=== EXTRAIT DU TEXTE ===

Histoire d'une
correspondance
Une figure
singulière

Histoire d'une correspondance

Confié par la marquise Arconati-Visconti à son exécuteur testamentaire puis donné à l'Université de Paris, ce fonds est désormais numérisé et disponible sur NuBIS. Découvrez la richesse de cette correspondance à la fois officielle et personnelle, source remarquable pour l'étude de la société de la IIIe République.

Trois volumes du fonds de correspondance de la marquise Arconati-Visconti.

Un don remarquable

Dans son testament, la marquise écrit : « M. Lanson aura seul le droit de toucher aux papiers qui sont chez moi. Il sera seul juge de ce qui pourrait être conservé. » (AN, MC/ET/XXXIV/1699).

Lettre à M. Hitte, Archives Administratives, AAM192 F. 6540.

Ce n’est qu’à la mort de Gustave Lanson (1857-1934), directeur de l’ENS à partir de 1919 et l’un des exécuteurs testamentaires de la marquise Arconati-Visconti, que sa veuve se charge de déposer une partie des lettres et papiers confiés à son mari par la marquise, comme l’atteste l’accusé de réception du recteur, en 1935, à la Bibliothèque Victor Cousin, dont les fonds sont rattachés à la Bibliothèque de la Sorbonne en 1978.

Quatre ans plus tard, le fonds est catalogué par Jean Bonnerot puis en 1941, la correspondance est intégralement montée sur onglet et reliée dans 38 volumes. Dans les archives administratives de la Bibliothèque de la Sorbonne, une lettre détaille les dépenses liées à la reliure du fonds par « Mme Stempfer, rue Jean de Beauvais, en juillet-août 1941 ».

En 2019, un inventaire à la pièce est réalisé, venant enrichir les notices par correspondant déjà existantes sur Calames.

Soixante-dix années de correspondance

Marie Louise Jeanne Peyrat (1840-1923), marquise Arconati-Visconti, connue pour son activité de mécène et de salonnière, a entretenu une correspondance qui éclaire par sa richesse la société culturelle et politique de la IIIe République. Ministres, députés, sénateurs, historiens, archéologues, artistes, conservateurs de musées et de bibliothèques, recteurs et professeurs correspondent avec Marie Arconati-Visconti, certains sur une durée longue et avec une grande régularité.

===

• _CONSIGNE A_: Mettez à l'échelle les lignes ci-dessous : commencez à la ligne qui contient « of the woman's » et arrêtez-vous après celle qui contient « x=265, y=124 ». Recopiez uniquement ces lignes, consignes comprises, en multipliant par 2,05 chaque coordonnée des réponses et en arrondissant à l'entier, les demi-valeurs vers le haut.

=== LES LIGNES ===

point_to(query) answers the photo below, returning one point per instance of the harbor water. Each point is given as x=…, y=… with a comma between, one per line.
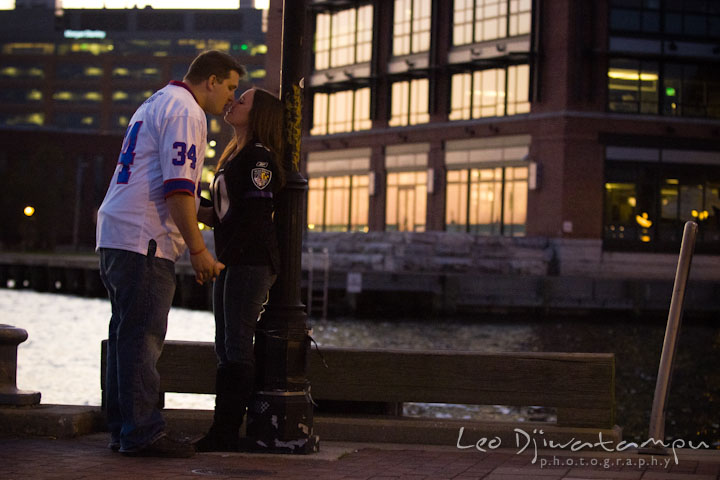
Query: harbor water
x=61, y=357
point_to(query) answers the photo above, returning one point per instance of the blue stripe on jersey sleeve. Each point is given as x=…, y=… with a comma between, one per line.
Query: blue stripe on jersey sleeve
x=179, y=185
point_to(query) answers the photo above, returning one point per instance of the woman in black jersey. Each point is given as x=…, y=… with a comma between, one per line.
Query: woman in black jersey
x=249, y=175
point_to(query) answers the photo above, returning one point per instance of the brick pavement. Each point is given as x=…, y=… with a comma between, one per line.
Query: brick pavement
x=88, y=457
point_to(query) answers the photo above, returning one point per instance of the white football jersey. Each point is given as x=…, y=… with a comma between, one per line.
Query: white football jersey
x=162, y=154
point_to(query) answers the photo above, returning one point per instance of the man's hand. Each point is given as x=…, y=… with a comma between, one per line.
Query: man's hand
x=205, y=266
x=182, y=210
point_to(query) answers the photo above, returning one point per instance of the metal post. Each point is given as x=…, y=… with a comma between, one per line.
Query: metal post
x=10, y=338
x=667, y=358
x=280, y=415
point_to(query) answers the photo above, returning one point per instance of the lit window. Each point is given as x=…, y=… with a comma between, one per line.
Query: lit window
x=633, y=86
x=338, y=203
x=406, y=197
x=490, y=93
x=410, y=102
x=93, y=72
x=411, y=28
x=487, y=201
x=344, y=111
x=476, y=21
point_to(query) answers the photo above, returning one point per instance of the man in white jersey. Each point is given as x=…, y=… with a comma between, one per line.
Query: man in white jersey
x=147, y=219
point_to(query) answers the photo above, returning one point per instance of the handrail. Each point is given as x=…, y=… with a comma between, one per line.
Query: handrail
x=667, y=358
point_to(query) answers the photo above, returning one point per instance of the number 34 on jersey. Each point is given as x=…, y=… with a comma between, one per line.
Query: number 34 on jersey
x=127, y=157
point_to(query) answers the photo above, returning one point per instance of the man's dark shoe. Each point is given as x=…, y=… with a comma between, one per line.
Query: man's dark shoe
x=163, y=447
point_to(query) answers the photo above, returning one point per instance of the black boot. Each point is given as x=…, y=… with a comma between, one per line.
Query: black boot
x=233, y=387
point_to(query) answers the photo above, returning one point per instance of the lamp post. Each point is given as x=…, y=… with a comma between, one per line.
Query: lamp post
x=280, y=416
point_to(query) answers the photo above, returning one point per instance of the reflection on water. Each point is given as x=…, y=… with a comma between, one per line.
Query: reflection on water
x=61, y=358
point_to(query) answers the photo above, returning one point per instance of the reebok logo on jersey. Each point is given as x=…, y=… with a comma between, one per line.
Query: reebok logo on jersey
x=261, y=177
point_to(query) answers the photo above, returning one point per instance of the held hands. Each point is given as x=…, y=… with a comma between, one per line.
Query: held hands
x=205, y=266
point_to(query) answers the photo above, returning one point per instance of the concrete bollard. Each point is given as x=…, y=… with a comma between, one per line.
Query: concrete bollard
x=10, y=338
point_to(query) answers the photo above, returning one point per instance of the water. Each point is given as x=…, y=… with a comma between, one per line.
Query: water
x=61, y=357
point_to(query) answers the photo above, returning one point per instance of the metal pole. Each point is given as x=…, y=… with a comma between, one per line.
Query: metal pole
x=667, y=358
x=280, y=416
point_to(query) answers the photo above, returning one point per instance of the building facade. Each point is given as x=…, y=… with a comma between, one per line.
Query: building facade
x=571, y=119
x=69, y=82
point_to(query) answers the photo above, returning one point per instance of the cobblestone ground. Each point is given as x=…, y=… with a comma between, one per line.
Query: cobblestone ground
x=89, y=458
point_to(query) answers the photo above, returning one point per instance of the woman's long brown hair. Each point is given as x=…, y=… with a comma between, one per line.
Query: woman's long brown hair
x=265, y=124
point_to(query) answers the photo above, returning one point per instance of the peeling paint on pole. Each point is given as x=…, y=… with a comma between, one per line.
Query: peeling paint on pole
x=293, y=125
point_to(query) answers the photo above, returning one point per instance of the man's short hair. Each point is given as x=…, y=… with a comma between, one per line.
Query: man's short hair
x=213, y=62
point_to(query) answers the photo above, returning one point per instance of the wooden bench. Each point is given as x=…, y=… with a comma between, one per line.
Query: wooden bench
x=349, y=383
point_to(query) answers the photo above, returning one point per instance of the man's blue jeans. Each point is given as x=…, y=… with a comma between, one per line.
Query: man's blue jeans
x=239, y=296
x=141, y=290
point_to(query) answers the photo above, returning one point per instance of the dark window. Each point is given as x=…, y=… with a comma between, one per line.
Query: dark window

===

• _CONSIGNE B_:
D'après le texte sur la correspondance de la marquise Arconati-Visconti :
(i) En quelle année l'inventaire à la pièce a-t-il été réalisé ?
(ii) En combien de volumes la correspondance a-t-elle été reliée en 1941 ?
(iii) À partir de quelle année Gustave Lanson dirige-t-il l'ENS ?

• _RÉPONSE A_:
point_to(query) answers the photo above, returning one point per instance of the woman's long brown hair. Each point is given as x=…, y=… with a comma between, one per line.
Query: woman's long brown hair
x=543, y=254

• _RÉPONSE B_:
(i) En 2019.
(ii) En 38 volumes.
(iii) À partir de 1919.